§ PROBLEM DETAILS
Line count for the string "photo": give the number of lines in the data below that contain it, and nothing more.
::::::::
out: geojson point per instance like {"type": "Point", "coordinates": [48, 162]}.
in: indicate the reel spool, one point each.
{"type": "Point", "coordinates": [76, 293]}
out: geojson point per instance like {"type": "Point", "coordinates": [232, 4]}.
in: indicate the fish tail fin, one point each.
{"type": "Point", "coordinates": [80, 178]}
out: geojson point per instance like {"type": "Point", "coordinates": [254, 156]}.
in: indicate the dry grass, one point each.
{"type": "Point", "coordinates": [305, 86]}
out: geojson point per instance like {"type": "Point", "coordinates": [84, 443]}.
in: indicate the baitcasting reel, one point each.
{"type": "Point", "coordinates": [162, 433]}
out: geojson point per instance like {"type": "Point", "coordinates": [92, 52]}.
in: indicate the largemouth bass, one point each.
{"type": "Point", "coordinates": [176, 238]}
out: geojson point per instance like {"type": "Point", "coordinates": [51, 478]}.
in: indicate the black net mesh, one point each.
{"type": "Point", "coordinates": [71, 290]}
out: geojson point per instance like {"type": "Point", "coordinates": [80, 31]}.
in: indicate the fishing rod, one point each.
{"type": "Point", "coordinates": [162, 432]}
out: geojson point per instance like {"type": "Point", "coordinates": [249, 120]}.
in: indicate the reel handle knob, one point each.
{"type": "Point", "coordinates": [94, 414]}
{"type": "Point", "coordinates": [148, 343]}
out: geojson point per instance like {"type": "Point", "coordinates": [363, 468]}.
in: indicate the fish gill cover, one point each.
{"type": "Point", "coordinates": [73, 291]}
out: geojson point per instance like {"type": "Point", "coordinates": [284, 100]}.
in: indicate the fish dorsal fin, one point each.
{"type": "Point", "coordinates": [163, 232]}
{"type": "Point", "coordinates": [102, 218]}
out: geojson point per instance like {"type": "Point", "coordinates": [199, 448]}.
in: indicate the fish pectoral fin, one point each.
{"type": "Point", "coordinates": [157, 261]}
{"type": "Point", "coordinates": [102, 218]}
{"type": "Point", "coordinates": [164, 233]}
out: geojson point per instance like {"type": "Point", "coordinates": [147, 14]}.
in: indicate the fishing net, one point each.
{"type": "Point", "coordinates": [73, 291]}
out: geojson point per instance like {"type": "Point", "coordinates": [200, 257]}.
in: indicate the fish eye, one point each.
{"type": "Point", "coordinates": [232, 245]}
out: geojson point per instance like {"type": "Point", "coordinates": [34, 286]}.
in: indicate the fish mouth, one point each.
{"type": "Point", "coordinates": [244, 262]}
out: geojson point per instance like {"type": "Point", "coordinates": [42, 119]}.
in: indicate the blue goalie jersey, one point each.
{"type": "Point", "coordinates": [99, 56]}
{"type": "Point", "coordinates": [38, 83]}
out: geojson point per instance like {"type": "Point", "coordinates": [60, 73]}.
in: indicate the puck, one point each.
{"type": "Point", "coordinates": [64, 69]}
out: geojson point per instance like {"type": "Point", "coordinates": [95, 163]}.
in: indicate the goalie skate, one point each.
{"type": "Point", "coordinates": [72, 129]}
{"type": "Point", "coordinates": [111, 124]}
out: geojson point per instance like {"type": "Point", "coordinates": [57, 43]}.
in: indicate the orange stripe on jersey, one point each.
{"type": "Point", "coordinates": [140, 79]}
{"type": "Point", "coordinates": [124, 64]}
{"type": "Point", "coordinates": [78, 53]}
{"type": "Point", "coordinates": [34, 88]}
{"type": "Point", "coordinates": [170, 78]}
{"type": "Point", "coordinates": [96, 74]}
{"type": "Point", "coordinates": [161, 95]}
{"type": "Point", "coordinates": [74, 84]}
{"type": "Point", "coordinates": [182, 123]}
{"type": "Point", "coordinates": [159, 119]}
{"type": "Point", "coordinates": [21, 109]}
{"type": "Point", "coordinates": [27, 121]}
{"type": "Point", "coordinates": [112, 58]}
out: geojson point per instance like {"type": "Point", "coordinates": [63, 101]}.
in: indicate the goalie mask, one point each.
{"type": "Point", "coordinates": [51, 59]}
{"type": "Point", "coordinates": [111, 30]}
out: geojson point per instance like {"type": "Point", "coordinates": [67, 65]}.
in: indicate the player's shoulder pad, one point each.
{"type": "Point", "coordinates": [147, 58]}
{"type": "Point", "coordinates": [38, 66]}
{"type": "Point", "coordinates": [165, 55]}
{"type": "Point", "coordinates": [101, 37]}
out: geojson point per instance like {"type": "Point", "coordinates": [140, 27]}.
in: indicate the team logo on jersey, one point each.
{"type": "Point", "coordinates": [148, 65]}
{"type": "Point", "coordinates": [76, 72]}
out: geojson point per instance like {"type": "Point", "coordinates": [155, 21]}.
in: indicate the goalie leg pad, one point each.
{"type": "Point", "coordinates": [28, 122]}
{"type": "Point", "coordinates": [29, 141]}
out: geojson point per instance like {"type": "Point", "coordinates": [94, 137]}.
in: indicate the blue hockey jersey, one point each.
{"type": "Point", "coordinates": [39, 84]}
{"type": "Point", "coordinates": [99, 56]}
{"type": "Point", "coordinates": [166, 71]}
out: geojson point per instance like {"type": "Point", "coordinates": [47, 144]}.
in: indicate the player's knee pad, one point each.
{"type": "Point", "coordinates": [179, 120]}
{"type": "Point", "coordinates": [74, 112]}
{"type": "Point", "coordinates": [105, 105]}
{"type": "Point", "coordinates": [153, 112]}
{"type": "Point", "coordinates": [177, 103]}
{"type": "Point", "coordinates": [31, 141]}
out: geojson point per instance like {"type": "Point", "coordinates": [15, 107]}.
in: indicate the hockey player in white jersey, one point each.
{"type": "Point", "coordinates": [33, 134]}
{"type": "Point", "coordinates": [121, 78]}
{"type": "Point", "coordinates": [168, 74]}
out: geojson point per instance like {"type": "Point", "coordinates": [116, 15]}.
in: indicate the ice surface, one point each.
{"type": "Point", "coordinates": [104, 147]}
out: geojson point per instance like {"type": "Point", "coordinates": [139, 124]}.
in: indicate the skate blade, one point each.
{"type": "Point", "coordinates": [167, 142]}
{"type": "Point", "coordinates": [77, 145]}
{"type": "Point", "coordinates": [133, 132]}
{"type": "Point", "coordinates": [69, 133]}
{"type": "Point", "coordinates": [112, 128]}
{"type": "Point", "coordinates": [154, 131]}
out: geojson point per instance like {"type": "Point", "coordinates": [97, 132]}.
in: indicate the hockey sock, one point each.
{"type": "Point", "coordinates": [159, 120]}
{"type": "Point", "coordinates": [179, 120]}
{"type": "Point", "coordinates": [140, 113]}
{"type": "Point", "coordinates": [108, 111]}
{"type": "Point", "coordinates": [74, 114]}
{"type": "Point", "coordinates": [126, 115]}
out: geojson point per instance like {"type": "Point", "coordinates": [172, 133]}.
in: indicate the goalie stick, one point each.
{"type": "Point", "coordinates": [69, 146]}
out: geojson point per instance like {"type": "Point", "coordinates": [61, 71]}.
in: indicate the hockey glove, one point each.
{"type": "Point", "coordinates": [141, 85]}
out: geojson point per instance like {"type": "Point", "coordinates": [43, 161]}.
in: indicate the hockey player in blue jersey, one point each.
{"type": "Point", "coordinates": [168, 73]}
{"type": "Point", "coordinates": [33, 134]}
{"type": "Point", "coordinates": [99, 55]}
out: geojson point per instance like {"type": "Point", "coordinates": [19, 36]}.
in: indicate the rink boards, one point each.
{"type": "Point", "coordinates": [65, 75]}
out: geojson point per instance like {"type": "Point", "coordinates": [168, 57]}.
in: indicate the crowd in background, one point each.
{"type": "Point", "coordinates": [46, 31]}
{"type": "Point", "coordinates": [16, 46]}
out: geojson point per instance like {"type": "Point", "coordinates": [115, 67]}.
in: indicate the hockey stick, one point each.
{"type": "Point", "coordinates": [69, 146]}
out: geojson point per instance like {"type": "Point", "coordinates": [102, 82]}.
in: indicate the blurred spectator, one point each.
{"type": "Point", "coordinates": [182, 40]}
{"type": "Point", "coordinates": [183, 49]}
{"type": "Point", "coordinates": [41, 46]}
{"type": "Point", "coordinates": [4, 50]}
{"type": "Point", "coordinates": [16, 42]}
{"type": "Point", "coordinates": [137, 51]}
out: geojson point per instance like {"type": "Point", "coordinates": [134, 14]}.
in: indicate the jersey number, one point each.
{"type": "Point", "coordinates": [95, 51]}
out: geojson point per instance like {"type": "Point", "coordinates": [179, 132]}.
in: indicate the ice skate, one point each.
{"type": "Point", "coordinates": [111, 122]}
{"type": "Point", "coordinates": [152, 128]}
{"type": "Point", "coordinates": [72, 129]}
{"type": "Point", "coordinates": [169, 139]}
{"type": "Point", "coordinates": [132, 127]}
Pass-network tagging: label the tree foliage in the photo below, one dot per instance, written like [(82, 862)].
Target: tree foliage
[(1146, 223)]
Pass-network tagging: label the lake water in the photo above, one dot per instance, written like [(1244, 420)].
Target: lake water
::::::::
§ ANSWER SPACE
2